GIVEN EXERCISE.
Rewrite the rows below, replacing each "Report" with "Result" and leaving everything else unchanged.
★ ★ ★ ★ ★ ★ ★
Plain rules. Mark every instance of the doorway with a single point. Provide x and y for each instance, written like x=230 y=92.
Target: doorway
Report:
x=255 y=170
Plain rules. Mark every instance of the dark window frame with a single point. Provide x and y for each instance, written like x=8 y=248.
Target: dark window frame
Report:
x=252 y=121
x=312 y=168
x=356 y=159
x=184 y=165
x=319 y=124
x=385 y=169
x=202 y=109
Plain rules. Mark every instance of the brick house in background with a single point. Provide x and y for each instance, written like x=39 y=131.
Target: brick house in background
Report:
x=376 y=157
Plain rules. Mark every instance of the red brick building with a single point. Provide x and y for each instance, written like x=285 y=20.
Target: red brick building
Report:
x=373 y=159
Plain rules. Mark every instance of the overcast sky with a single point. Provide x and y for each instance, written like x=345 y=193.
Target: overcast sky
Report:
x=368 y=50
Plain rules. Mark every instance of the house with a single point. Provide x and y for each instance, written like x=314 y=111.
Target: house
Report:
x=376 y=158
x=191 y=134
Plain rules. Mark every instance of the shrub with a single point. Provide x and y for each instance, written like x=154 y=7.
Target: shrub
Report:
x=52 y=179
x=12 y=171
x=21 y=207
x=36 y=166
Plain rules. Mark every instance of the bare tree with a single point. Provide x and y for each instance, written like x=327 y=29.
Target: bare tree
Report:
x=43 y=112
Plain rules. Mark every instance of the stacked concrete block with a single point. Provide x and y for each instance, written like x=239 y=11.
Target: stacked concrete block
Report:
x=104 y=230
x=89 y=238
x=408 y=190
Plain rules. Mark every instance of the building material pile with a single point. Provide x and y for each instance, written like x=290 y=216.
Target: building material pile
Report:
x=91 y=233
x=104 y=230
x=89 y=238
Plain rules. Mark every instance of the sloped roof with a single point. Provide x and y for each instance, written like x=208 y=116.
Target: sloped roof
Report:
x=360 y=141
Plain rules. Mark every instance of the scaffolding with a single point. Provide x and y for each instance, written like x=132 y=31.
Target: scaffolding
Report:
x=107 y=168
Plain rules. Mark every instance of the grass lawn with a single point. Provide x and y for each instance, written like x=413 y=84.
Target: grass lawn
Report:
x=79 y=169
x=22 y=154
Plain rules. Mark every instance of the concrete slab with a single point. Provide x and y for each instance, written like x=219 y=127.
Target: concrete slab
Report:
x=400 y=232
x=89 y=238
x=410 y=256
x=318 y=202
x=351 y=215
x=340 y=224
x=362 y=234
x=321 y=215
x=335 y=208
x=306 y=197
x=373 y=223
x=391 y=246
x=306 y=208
★ ★ ★ ★ ★ ★ ★
RESULT BELOW.
Plain rules. Mark every instance of the doorway with a single point. Provide x and y for each instance, written like x=230 y=92.
Target: doorway
Result:
x=255 y=170
Plain rules. Mark every instance of the dark window frame with a single point. Provide x and y for each instance, written like x=8 y=248.
Target: dark window frame
Result:
x=252 y=121
x=312 y=168
x=356 y=159
x=184 y=165
x=319 y=124
x=385 y=169
x=202 y=109
Plain rules. Mark every instance of the brick house in background with a single point. Provide x and y for each instance, written like x=39 y=131.
Target: brick house in background
Result:
x=376 y=157
Plain rules. Mark every instance of the red brick building with a single point. Provide x and y for each instance, written like x=285 y=20.
Target: red brick building
Result:
x=373 y=159
Plain rules. Mark every instance of the overcast sky with a single point. Provide x and y for each instance, written like x=345 y=193.
Target: overcast sky
Result:
x=368 y=50
Plain rules. Mark every instance of the house with a single point. Provide x and y for each instance, written like x=314 y=111.
Target: house
Result:
x=376 y=158
x=191 y=134
Plain rules. Mark every instance of the shrub with a single point. Provide x and y for each instance, written like x=154 y=7.
Target: shrub
Result:
x=52 y=179
x=12 y=171
x=21 y=207
x=36 y=166
Plain rules. Mark every instance of the bare tree with a single point. Provide x and y for each instance, written like x=327 y=29.
Target: bare tree
Result:
x=43 y=112
Plain rules. Mark every instance of the stacked concrete block with a single point. Provide x and y for each instance, written like x=239 y=11.
Target: stacked concrete block
Result:
x=104 y=230
x=89 y=238
x=408 y=190
Plain rules. Mark every instance of the building material pile with a single point. Provide x and y for each instance, written like x=290 y=216.
Target: building material pile
Result:
x=91 y=233
x=104 y=230
x=89 y=238
Plain rules. Mark every instance of the sloped roof with a single point. Provide x and y for each instance, written like x=208 y=116.
Target: sloped roof
Result:
x=360 y=141
Plain rules. Mark every instance of the scaffolding with a single point. Provide x and y for each instance, written like x=132 y=31.
Target: scaffolding
Result:
x=107 y=168
Plain rules. Mark every instance of the grass lawn with a single point. Provide x and y for each instance, written like x=413 y=84.
Target: grass lawn
Result:
x=79 y=169
x=22 y=154
Plain rules. Mark every instance of the concrete slab with a single point. Provide x and y for each instance, written like x=219 y=127.
Target: concrete slab
Result:
x=400 y=232
x=89 y=238
x=410 y=256
x=318 y=202
x=351 y=215
x=340 y=224
x=362 y=234
x=321 y=215
x=335 y=208
x=306 y=197
x=373 y=223
x=391 y=246
x=306 y=208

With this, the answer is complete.